Task directions: The whole set of entries is to be restated word for word.

Provided entries:
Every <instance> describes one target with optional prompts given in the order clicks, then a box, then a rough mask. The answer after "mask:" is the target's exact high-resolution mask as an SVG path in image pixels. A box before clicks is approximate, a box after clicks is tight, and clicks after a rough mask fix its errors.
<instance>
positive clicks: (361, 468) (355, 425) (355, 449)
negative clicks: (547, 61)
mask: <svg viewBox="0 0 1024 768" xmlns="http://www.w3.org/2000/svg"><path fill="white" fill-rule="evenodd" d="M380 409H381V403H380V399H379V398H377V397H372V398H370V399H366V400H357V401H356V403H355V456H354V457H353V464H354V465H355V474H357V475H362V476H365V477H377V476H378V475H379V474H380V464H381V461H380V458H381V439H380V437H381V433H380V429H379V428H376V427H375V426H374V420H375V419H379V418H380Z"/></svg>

Solution to this problem:
Every <instance> describes one target with optional prompts given in the order clicks, then a box, then a rough mask. The answer after "mask:" is the target's exact high-resolution mask as an SVG path in image pixels. A box before clicks is approximate, a box after clicks is tight, and clicks after a rough mask fix its errors.
<instance>
positive clicks: (361, 468) (355, 425) (355, 449)
negative clicks: (547, 61)
mask: <svg viewBox="0 0 1024 768" xmlns="http://www.w3.org/2000/svg"><path fill="white" fill-rule="evenodd" d="M380 409H381V403H380V399H379V398H377V397H372V398H370V399H366V400H357V401H356V403H355V456H354V457H353V464H354V465H355V474H357V475H362V476H365V477H377V476H378V475H379V474H380V464H381V461H380V458H381V439H380V437H381V433H380V429H379V428H376V427H375V426H374V420H375V419H379V418H380Z"/></svg>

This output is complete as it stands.